[Collected data entries]
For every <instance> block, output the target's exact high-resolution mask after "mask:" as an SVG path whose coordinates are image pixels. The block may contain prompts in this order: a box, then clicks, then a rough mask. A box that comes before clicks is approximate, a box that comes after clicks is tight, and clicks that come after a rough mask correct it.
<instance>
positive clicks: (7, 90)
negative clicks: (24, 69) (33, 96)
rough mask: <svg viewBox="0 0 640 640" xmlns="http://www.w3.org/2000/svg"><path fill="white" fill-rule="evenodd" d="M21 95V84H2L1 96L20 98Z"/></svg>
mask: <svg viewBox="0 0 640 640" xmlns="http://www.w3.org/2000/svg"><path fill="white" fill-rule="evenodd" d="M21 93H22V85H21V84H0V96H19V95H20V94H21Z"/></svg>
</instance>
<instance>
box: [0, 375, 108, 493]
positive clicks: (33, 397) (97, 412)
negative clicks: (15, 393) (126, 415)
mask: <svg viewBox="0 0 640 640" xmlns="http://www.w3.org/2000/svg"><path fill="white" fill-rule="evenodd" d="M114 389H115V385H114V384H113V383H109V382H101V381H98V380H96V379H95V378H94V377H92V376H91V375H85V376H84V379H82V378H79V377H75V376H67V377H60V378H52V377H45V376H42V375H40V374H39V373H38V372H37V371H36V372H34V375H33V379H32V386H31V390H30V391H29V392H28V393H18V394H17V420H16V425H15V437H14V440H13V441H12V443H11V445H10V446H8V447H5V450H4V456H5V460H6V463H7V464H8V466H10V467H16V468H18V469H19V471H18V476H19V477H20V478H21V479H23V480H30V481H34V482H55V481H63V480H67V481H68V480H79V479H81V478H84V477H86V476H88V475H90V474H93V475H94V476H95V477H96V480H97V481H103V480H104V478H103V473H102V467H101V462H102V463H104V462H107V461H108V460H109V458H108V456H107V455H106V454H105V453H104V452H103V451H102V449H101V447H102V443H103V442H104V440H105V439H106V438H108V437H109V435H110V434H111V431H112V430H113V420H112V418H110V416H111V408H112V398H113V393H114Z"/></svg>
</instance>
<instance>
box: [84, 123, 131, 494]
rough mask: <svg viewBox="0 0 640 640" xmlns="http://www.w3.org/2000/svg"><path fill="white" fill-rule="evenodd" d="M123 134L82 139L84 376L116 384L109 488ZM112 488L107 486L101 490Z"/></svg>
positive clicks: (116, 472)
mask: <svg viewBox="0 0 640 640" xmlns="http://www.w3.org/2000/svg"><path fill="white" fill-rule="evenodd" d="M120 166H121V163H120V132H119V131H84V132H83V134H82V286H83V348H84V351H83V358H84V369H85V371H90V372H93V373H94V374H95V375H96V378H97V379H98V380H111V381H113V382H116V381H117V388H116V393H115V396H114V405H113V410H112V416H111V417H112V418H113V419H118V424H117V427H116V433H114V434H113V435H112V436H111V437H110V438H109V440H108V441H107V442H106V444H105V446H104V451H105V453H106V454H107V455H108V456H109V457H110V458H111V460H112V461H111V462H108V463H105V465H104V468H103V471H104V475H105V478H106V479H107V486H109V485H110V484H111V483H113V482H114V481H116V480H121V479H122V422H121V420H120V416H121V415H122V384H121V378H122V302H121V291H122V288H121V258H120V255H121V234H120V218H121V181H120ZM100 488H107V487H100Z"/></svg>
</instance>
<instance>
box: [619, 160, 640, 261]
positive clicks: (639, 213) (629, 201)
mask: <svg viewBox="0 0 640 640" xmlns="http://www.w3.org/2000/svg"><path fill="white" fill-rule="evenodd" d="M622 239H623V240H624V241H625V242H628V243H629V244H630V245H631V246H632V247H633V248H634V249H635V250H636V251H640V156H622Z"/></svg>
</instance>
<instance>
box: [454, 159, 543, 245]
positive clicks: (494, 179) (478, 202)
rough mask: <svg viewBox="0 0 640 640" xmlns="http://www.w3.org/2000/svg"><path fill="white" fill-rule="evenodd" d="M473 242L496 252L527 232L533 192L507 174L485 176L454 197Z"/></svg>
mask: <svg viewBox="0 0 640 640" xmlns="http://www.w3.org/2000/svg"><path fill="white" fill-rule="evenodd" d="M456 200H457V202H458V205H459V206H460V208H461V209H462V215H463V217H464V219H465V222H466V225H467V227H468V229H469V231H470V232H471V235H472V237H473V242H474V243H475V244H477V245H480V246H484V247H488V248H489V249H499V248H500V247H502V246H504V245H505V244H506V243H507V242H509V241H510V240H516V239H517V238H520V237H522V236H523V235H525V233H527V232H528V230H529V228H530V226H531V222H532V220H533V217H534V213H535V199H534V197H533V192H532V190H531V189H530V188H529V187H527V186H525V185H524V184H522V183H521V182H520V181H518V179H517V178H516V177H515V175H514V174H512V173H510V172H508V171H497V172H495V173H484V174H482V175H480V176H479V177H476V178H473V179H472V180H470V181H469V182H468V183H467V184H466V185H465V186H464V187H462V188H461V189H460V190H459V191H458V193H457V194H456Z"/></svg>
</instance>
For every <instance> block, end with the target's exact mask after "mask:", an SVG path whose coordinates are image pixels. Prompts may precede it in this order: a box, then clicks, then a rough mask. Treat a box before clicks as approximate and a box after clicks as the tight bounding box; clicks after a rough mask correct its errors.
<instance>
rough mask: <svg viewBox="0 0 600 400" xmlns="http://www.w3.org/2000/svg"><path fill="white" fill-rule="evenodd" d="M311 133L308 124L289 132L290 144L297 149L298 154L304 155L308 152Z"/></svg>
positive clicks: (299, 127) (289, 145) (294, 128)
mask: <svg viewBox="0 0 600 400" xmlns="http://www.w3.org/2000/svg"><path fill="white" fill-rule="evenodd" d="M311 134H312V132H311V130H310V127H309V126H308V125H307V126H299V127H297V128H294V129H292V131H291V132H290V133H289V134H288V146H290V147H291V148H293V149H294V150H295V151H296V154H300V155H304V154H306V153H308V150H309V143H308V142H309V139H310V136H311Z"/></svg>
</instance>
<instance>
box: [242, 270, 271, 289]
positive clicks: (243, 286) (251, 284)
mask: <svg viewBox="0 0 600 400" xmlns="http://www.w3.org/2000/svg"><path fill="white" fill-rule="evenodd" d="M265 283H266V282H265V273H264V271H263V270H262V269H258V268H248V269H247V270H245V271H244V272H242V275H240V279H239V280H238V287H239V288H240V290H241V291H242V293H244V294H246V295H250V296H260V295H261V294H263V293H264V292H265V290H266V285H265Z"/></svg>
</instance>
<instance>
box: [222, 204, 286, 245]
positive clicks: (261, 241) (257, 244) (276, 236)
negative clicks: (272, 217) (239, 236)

> [Work to complete]:
Copy out all of the entries above again, renaming "positive clicks" to "include points" at every occurrence. Leave everything else unchanged.

> [Exercise solution]:
For every <instance> block, output the target's exact high-resolution mask after "mask:" as an SVG path whose coordinates are image pixels. The block may contain prompts in this order: a box, then clicks, then a rough mask. A box that comes before clicks is approximate, a box that comes after clicks is tight, and clicks that come after a rough mask correct it.
<instance>
include points: (7, 90)
negative clicks: (24, 69) (33, 96)
rough mask: <svg viewBox="0 0 640 640" xmlns="http://www.w3.org/2000/svg"><path fill="white" fill-rule="evenodd" d="M21 95V84H2L1 96L20 98Z"/></svg>
mask: <svg viewBox="0 0 640 640" xmlns="http://www.w3.org/2000/svg"><path fill="white" fill-rule="evenodd" d="M21 93H22V85H21V84H0V96H19V95H20V94H21Z"/></svg>
</instance>
<instance>
box: [0, 375, 108, 493]
include points: (33, 397) (97, 412)
negative clicks: (15, 393) (126, 415)
mask: <svg viewBox="0 0 640 640" xmlns="http://www.w3.org/2000/svg"><path fill="white" fill-rule="evenodd" d="M114 389H115V385H114V384H113V383H109V382H101V381H98V380H96V379H95V378H94V377H92V376H91V375H85V376H84V379H82V378H79V377H75V376H67V377H60V378H52V377H45V376H42V375H40V374H39V373H38V372H37V371H36V372H34V375H33V379H32V386H31V390H30V391H29V392H28V393H18V394H17V420H16V425H15V437H14V440H13V441H12V443H11V445H10V446H8V447H5V450H4V456H5V460H6V463H7V464H8V466H10V467H16V468H18V469H19V471H18V476H19V477H20V478H21V479H23V480H30V481H34V482H55V481H63V480H67V481H68V480H79V479H81V478H84V477H86V476H88V475H90V474H93V475H94V476H95V477H96V480H97V481H103V480H104V478H103V473H102V467H101V462H102V463H104V462H107V461H108V460H109V458H108V456H107V455H106V454H105V453H104V452H103V451H102V449H101V447H102V443H103V442H104V440H105V439H106V438H108V437H109V435H110V434H111V431H112V430H113V420H112V418H110V416H111V408H112V398H113V393H114Z"/></svg>
</instance>
<instance>
box: [84, 123, 131, 494]
rough mask: <svg viewBox="0 0 640 640" xmlns="http://www.w3.org/2000/svg"><path fill="white" fill-rule="evenodd" d="M123 134L82 139L84 376L116 384L109 488ZM112 488L107 486L101 490Z"/></svg>
include points: (116, 472)
mask: <svg viewBox="0 0 640 640" xmlns="http://www.w3.org/2000/svg"><path fill="white" fill-rule="evenodd" d="M120 166H121V163H120V132H119V131H84V132H83V134H82V286H83V348H84V351H83V358H84V369H85V371H90V372H93V373H94V374H95V375H96V378H97V379H98V380H111V381H113V382H116V381H117V388H116V393H115V396H114V405H113V410H112V416H111V417H112V418H113V419H118V424H117V427H116V433H114V434H113V435H112V436H111V437H110V438H109V440H108V441H107V442H106V444H105V446H104V451H105V453H106V454H107V455H108V456H109V457H110V458H111V460H112V461H111V462H108V463H105V465H104V468H103V471H104V475H105V478H106V479H107V486H109V485H110V484H111V483H113V482H114V481H116V480H121V479H122V422H121V420H120V416H121V415H122V384H121V378H122V302H121V291H122V288H121V258H120V255H121V234H120V218H121V181H120ZM100 488H107V487H100Z"/></svg>
</instance>
<instance>
box: [619, 160, 640, 261]
include points: (639, 213) (629, 201)
mask: <svg viewBox="0 0 640 640" xmlns="http://www.w3.org/2000/svg"><path fill="white" fill-rule="evenodd" d="M622 239H623V240H624V241H625V242H628V243H629V244H630V245H631V246H632V247H633V248H634V249H635V250H636V251H640V156H622Z"/></svg>
</instance>
<instance>
box: [454, 159, 543, 245]
include points: (494, 179) (478, 202)
rough mask: <svg viewBox="0 0 640 640" xmlns="http://www.w3.org/2000/svg"><path fill="white" fill-rule="evenodd" d="M473 242L496 252L527 232L533 192L507 174L485 176L454 197Z"/></svg>
mask: <svg viewBox="0 0 640 640" xmlns="http://www.w3.org/2000/svg"><path fill="white" fill-rule="evenodd" d="M456 200H457V202H458V205H459V206H460V208H461V209H462V215H463V217H464V219H465V222H466V225H467V227H468V229H469V231H470V232H471V235H472V237H473V242H474V243H475V244H477V245H480V246H484V247H488V248H489V249H499V248H500V247H502V246H504V245H505V244H506V243H507V242H509V241H510V240H516V239H517V238H520V237H522V236H523V235H525V233H527V232H528V230H529V228H530V226H531V222H532V220H533V217H534V213H535V199H534V197H533V192H532V190H531V189H530V188H529V187H527V186H525V185H524V184H522V183H521V182H520V181H518V179H517V178H516V177H515V175H514V174H512V173H510V172H508V171H497V172H495V173H484V174H482V175H480V176H479V177H476V178H473V179H472V180H470V181H469V182H468V183H467V184H466V185H465V186H464V187H462V188H461V189H460V190H459V191H458V193H457V194H456Z"/></svg>
</instance>
For every <instance> block, end with the target's exact mask after "mask:", an SVG path whose coordinates are image pixels. Prompts may precede it in this order: a box, then clicks, then a rough mask. Treat a box before clicks as approximate and a box after clicks as the tight bounding box; clicks after a rough mask correct its errors.
<instance>
rough mask: <svg viewBox="0 0 600 400" xmlns="http://www.w3.org/2000/svg"><path fill="white" fill-rule="evenodd" d="M311 133L308 124L289 132L290 144L297 149L298 154L304 155L308 152Z"/></svg>
include points: (299, 127) (289, 145) (294, 128)
mask: <svg viewBox="0 0 600 400" xmlns="http://www.w3.org/2000/svg"><path fill="white" fill-rule="evenodd" d="M311 134H312V132H311V130H310V127H309V126H308V125H307V126H299V127H297V128H294V129H292V131H291V132H290V133H289V134H288V146H290V147H291V148H293V149H294V150H295V151H296V154H300V155H304V154H306V153H308V150H309V143H308V142H309V139H310V136H311Z"/></svg>
</instance>
<instance>
box: [242, 270, 271, 289]
include points: (243, 286) (251, 284)
mask: <svg viewBox="0 0 600 400" xmlns="http://www.w3.org/2000/svg"><path fill="white" fill-rule="evenodd" d="M265 283H266V282H265V273H264V271H263V270H262V269H258V268H248V269H247V270H245V271H244V272H242V275H240V279H239V280H238V287H239V288H240V290H241V291H242V293H244V294H246V295H250V296H260V295H261V294H263V293H264V292H265V290H266V285H265Z"/></svg>
</instance>
<instance>
box: [222, 204, 286, 245]
include points: (261, 241) (257, 244) (276, 236)
negative clicks: (272, 217) (239, 236)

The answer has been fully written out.